• PROBLEM DESCRIPTION
Which lines of the listing hold the string "stem"? Show each of them.

..............................

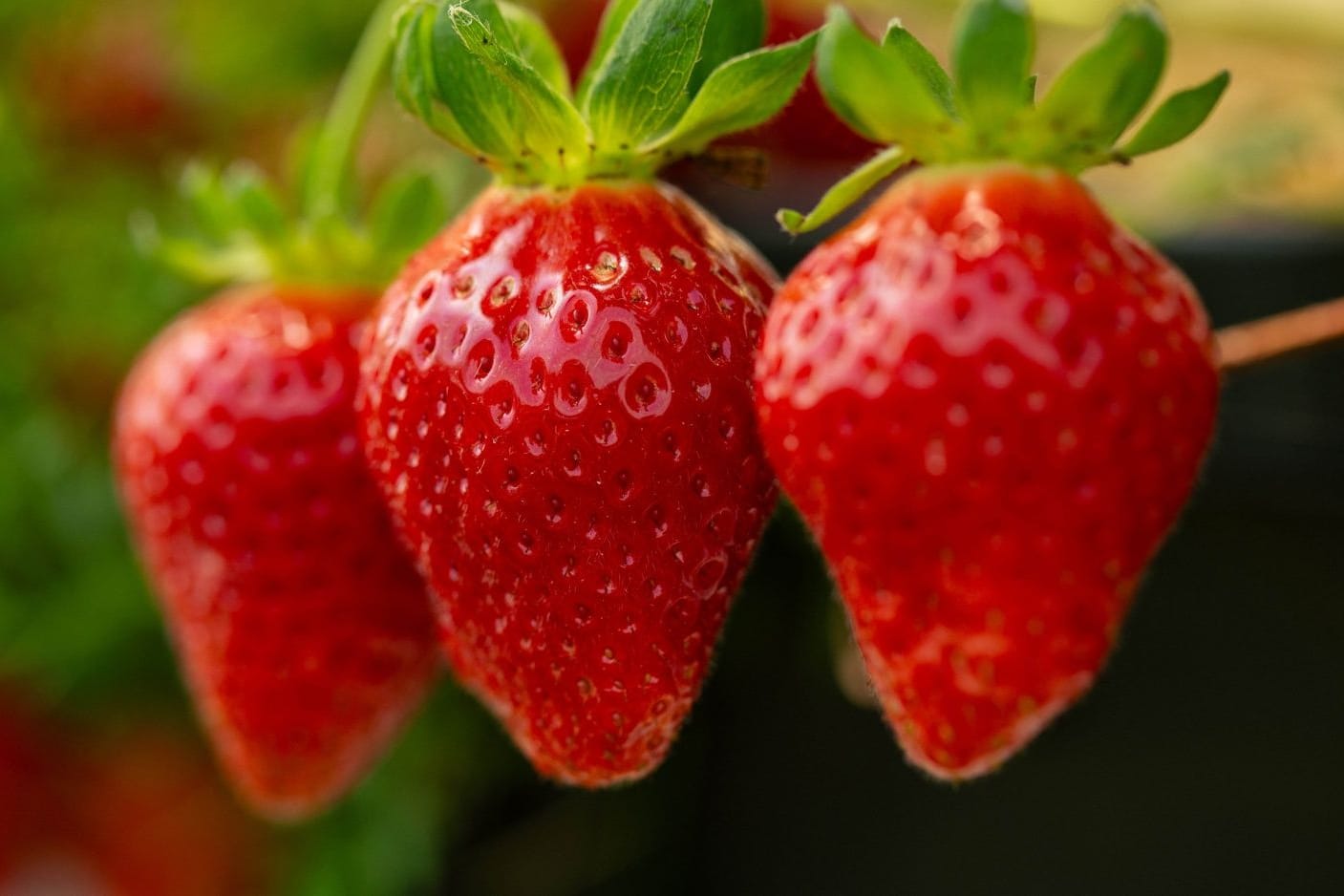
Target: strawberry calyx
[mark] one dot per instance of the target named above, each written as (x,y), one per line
(666,78)
(240,227)
(987,108)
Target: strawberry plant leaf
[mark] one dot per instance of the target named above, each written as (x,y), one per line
(537,46)
(416,76)
(739,95)
(736,27)
(874,88)
(1179,116)
(489,81)
(408,211)
(991,58)
(988,111)
(254,202)
(641,86)
(922,63)
(1099,96)
(521,111)
(613,22)
(845,192)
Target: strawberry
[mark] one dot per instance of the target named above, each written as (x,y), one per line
(557,397)
(69,794)
(988,400)
(301,627)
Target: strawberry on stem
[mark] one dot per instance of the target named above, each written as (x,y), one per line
(988,400)
(301,627)
(557,399)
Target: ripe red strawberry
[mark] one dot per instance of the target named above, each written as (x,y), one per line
(987,399)
(303,629)
(558,397)
(560,412)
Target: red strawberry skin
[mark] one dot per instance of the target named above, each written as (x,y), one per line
(301,627)
(558,406)
(990,403)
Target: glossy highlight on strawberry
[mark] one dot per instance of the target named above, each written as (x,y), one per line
(301,627)
(557,403)
(990,403)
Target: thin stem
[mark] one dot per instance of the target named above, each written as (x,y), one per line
(336,141)
(1248,344)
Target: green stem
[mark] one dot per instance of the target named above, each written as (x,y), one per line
(336,141)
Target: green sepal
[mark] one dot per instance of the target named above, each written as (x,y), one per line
(734,29)
(666,79)
(885,92)
(537,46)
(1101,93)
(613,23)
(409,208)
(740,93)
(508,109)
(416,76)
(643,83)
(922,63)
(988,112)
(1179,116)
(845,192)
(992,53)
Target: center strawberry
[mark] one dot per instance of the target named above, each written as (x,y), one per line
(557,399)
(558,407)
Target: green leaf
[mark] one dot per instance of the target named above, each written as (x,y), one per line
(739,95)
(921,62)
(416,78)
(613,22)
(207,202)
(537,46)
(641,86)
(1029,90)
(501,101)
(254,202)
(736,27)
(877,89)
(1099,95)
(845,192)
(1178,117)
(991,58)
(409,210)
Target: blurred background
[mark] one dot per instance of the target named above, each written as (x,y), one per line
(1207,760)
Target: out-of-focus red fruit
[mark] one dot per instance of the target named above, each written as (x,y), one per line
(156,821)
(135,814)
(304,631)
(25,764)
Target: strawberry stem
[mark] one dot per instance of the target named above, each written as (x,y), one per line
(335,151)
(1246,344)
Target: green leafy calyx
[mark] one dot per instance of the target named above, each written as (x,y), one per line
(987,109)
(241,230)
(666,78)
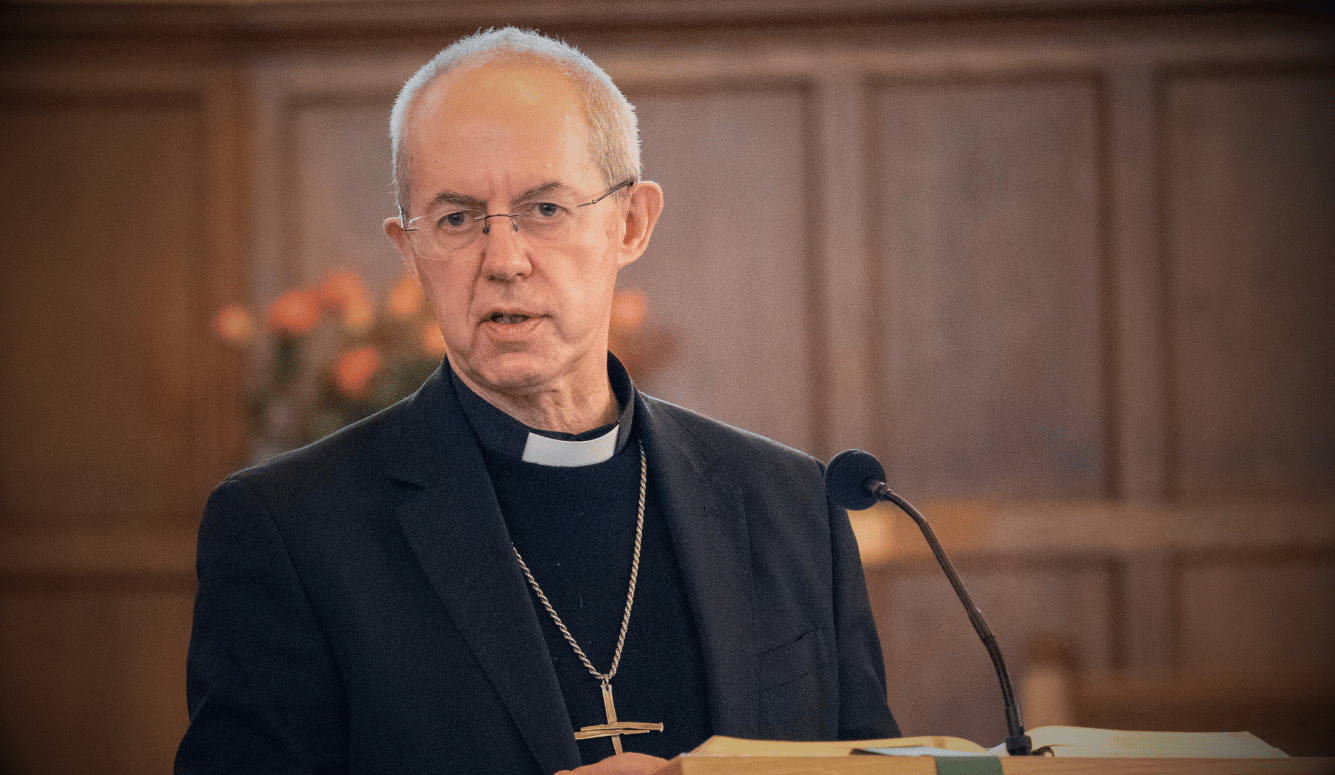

..............................

• EXERCISE RESPONSE
Target: strawberry on stem
Target: thin stem
Target: green stem
Target: strawberry stem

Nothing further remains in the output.